» Given text
* Start *
Smoke can damage your home, but it can also harm anyone inside the building during a fire. Inhaling poisonous gases from a fire can cause disorientation and drowsiness – it may seem that the last thing you’d want to do during a fire would be to fall asleep, but the smoky fumes have a strange effect. Because fire uses up oxygen and replaces it with strangling fumes, suffocation causes three times more deaths in property fires than actual burns.
Burning vs Melting
Before we delve into the limitations of fire, we should begin by briefly reviewing the difference between burning and melting. While fire can do both of these things, the processes involved are not the same. When something burns, it represents an oxidizing chemical reaction where the material being burnt will be chemically altered into other substances with different characteristics. Wood serves as the most common example of this principle. Unlike ice or chocolate, wood cannot melt because the combustion temperature is lower than the melting point – a fire would start before the material could change phase to “liquid wood.”
A simple lesson to remember is that everything can burn, but only certain items melt. A heated piece of bread becomes toast – a solid object with a different chemical composition. The ignition point of a material determines if the object will melt or burn.
High-Temperature Fire Sources
Oxyacetylene Torches
Used in welding and cutting, these torches combine oxygen and acetylene gas to produce flames exceeding 3000°C (5432°F) – hot enough to melt many metals with precision. An acetylene flame could melt fewer metals than oxyacetylene, but still an impressive number of metals on the periodic table.
Hydrogen Torches
A hydrogen torch, referred to also as an oxyhydrogen torch, utilizes oxy-gas to burn oxygen and hydrogen. The oxygen acts as an oxidizer while the hydrogen serves as the fuel source. Hydrogen torches are frequently used to weld and cut thermoplastics, glass, and metals. At its hottest, a hydrogen torch flame can reach a temperature of 3632 degrees, making it quite efficient at melting many metals with remarkable precision.
Carbon Subnitride Flame
This remarkable substance can produce the hottest known flame at one atmosphere pressure, reaching a staggering 4988°C (9010°F).
Plasma
If you run a current of electricity through a gas, it will plasmize – similar to what occurs in the colorful flames above a fire, but the temperature of those gases can rise to temperatures of 36000 degrees Fahrenheit. Such intense levels of concentrated heat are seen in plasma arc welding and other related fields.
Conclusion
Fire is far more complex than just flames and heat; it’s a powerful chemical reaction shaped by fuel, oxygen, and conditions. From the gentle warmth of a candle to the extreme heat of a torch or plasma, fire can reach incredible temperatures that transform materials in different ways.
Its color, intensity, and damage potential all tell a story about how it burns. Understanding fire’s behavior, its dangers, and its destructive power is key to both safety and respect. In the end, knowledge of fire can help save lives and protect property.
* End *
(Records)
* Start *
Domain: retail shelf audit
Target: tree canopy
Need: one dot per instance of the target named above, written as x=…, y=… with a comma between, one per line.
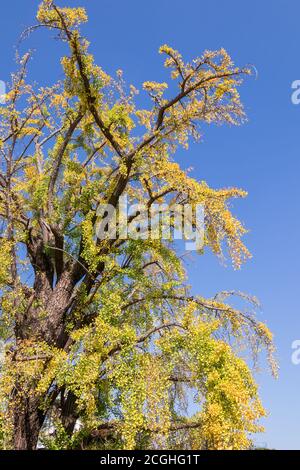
x=105, y=347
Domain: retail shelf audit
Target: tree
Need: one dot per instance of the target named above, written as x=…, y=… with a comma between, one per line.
x=103, y=341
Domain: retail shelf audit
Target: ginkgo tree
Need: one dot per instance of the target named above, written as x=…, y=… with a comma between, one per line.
x=104, y=345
* End *
» Exercise instructions
**A.** Print the part of the fire passage starting at "High-Temperature Fire Sources" and ending at "with remarkable precision.".
**B.** According to the fire passage, why can't wood melt the way ice or chocolate does?

» Problem solutions
**A.**
High-Temperature Fire Sources
Oxyacetylene Torches
Used in welding and cutting, these torches combine oxygen and acetylene gas to produce flames exceeding 3000°C (5432°F) – hot enough to melt many metals with precision. An acetylene flame could melt fewer metals than oxyacetylene, but still an impressive number of metals on the periodic table.
Hydrogen Torches
A hydrogen torch, referred to also as an oxyhydrogen torch, utilizes oxy-gas to burn oxygen and hydrogen. The oxygen acts as an oxidizer while the hydrogen serves as the fuel source. Hydrogen torches are frequently used to weld and cut thermoplastics, glass, and metals. At its hottest, a hydrogen torch flame can reach a temperature of 3632 degrees, making it quite efficient at melting many metals with remarkable precision.

**B.** Wood's combustion temperature is lower than its melting point. A fire would therefore start before the wood could change phase into a liquid.